▶ **EXERCISE DIRECTIONS**: In the records below, find the line that contains "Tag black mask ear loop in this screenshot." and the line that contains "Tag grey suit jacket in this screenshot.". Set down exactly those lines and every line between them, and nothing more.

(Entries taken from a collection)
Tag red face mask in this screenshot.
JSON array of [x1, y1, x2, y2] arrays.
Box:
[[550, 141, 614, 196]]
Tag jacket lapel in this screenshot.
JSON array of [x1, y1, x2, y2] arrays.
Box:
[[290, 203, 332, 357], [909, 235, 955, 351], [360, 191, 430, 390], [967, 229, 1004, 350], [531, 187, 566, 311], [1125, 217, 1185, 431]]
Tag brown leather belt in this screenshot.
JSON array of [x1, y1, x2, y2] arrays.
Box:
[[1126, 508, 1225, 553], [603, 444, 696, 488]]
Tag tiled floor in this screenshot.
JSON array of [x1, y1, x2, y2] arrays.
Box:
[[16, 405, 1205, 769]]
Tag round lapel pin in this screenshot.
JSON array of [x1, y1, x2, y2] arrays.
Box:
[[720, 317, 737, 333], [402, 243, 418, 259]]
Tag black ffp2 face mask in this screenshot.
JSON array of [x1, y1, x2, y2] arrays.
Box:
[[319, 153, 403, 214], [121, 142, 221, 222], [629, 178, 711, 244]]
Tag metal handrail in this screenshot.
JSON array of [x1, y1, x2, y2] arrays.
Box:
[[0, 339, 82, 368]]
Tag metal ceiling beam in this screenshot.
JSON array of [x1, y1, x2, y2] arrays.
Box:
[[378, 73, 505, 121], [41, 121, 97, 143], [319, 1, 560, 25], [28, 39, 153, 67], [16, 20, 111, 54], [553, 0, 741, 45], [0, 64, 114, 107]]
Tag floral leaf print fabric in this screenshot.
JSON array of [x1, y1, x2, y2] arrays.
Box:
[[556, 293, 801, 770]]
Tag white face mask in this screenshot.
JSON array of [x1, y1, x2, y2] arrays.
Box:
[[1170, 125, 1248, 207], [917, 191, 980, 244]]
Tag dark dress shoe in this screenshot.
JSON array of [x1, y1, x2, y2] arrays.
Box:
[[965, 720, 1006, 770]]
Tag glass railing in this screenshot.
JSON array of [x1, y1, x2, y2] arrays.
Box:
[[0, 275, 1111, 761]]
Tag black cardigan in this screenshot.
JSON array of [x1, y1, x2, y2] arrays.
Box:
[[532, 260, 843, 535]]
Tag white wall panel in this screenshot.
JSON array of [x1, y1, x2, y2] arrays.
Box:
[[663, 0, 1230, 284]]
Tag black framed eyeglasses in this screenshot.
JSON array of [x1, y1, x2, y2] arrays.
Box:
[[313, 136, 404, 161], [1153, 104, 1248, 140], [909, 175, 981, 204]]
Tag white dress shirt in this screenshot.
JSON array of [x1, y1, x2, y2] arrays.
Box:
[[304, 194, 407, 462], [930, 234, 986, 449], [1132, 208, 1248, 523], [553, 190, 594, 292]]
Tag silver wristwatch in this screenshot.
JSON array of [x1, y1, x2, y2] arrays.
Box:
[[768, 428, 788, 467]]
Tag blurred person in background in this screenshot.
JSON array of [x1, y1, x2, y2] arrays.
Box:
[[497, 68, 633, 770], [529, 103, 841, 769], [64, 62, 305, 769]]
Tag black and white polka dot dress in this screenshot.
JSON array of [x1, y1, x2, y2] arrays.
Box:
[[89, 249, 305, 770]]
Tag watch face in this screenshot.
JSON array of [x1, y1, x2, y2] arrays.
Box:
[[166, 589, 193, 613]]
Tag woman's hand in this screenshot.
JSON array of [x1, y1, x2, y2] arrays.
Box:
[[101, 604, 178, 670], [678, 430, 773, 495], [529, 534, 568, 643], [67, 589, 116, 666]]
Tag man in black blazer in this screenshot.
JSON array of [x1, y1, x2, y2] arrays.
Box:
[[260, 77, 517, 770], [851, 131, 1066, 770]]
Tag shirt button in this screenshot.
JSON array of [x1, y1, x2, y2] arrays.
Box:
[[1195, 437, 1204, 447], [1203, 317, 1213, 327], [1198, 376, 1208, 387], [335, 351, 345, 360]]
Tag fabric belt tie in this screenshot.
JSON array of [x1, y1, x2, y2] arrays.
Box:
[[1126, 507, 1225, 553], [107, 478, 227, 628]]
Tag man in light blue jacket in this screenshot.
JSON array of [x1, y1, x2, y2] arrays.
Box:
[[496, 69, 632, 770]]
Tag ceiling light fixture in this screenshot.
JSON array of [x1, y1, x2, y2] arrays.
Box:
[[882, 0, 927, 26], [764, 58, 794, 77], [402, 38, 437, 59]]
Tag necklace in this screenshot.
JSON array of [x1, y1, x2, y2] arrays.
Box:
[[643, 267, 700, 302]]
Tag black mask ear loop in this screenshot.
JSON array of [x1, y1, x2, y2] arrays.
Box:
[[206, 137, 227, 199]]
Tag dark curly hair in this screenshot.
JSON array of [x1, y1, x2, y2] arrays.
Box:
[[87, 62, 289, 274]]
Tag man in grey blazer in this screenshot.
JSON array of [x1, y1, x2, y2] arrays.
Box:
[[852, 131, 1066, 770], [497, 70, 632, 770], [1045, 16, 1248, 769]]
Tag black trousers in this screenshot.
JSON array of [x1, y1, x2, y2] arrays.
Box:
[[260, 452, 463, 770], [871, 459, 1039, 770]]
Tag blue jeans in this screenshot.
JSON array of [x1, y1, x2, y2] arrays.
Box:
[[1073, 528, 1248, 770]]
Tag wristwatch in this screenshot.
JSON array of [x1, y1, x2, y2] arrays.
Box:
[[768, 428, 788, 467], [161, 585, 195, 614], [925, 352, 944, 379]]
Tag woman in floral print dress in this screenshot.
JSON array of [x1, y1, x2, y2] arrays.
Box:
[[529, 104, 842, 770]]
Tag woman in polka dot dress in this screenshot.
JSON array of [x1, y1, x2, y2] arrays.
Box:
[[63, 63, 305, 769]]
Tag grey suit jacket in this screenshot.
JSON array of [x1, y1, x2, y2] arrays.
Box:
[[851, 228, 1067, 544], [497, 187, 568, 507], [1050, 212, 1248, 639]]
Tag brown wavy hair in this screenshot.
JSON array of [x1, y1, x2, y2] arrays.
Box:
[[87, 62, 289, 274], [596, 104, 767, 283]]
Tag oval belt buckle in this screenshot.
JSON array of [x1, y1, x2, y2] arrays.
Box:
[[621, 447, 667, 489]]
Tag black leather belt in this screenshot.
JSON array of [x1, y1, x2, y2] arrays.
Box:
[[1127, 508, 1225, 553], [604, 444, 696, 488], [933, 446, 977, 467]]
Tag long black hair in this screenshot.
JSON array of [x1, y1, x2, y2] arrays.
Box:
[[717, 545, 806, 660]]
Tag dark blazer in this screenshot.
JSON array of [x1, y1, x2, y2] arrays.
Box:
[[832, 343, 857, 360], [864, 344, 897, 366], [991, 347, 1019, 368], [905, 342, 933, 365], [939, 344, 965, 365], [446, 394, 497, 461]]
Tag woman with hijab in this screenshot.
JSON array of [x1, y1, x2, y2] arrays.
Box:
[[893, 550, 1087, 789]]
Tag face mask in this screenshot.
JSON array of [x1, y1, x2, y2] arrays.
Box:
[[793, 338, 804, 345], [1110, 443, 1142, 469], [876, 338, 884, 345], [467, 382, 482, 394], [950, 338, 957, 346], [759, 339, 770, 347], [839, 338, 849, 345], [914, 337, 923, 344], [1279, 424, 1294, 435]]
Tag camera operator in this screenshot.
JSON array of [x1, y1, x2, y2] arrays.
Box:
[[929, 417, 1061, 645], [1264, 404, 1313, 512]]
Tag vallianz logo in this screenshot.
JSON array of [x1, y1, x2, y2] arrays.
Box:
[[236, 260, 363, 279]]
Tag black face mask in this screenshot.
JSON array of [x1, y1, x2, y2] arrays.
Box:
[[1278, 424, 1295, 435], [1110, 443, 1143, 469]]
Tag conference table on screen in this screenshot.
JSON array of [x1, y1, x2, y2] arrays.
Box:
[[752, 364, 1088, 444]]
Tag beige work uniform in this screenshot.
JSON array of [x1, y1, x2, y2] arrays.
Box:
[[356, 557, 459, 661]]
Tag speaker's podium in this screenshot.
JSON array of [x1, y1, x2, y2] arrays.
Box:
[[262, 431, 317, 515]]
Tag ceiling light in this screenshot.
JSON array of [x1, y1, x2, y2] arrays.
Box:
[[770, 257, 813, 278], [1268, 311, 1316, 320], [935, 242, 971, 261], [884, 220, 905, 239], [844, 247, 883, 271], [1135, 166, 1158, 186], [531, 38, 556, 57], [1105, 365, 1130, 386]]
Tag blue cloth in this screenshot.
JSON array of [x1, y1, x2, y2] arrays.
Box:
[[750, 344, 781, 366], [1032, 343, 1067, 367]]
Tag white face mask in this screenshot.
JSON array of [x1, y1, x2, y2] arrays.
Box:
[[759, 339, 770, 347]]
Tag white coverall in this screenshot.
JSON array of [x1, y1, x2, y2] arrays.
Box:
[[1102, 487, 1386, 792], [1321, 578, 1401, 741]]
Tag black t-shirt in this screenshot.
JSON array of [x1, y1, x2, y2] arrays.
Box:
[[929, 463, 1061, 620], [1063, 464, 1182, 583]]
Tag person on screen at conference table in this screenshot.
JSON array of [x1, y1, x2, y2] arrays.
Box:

▶ **RESULT FOR THIS EXERCISE**:
Tag black mask ear loop in this screenshot.
JSON array of [x1, y1, x2, y2] arrays.
Box:
[[206, 137, 227, 199]]
Tag dark curly hair in this screenshot.
JSON array of [x1, y1, x2, y2] arrays.
Box:
[[87, 62, 289, 274]]
Tag man in grey blazer in this screenshot.
JSON array of [x1, y1, x2, y2] arrays.
Box:
[[852, 131, 1066, 770], [497, 70, 632, 770], [1045, 16, 1248, 769]]
Tag black trousers in this screenshot.
JSON array of [x1, y1, x2, y2] arrays.
Box:
[[260, 452, 463, 770], [871, 459, 1039, 770]]
Tag blue jeans in this screenshot.
JSON array of [x1, y1, x2, y2] arrays.
Box:
[[1073, 528, 1248, 770]]
Tag wristwatch in this screenshot.
JSON array of [x1, y1, x2, y2] arrays.
Box:
[[768, 428, 788, 467], [161, 585, 195, 614], [925, 352, 944, 379]]
Tag woman in floral print dress in this screenshot.
JSON array of [x1, y1, x2, y2] arrays.
Box:
[[529, 104, 842, 770]]
Tag woman in polka dot dress in this screenshot.
JSON array of [x1, y1, x2, y2] arrays.
Box:
[[63, 63, 305, 769]]
Tag grey suit jacket in this screenshot.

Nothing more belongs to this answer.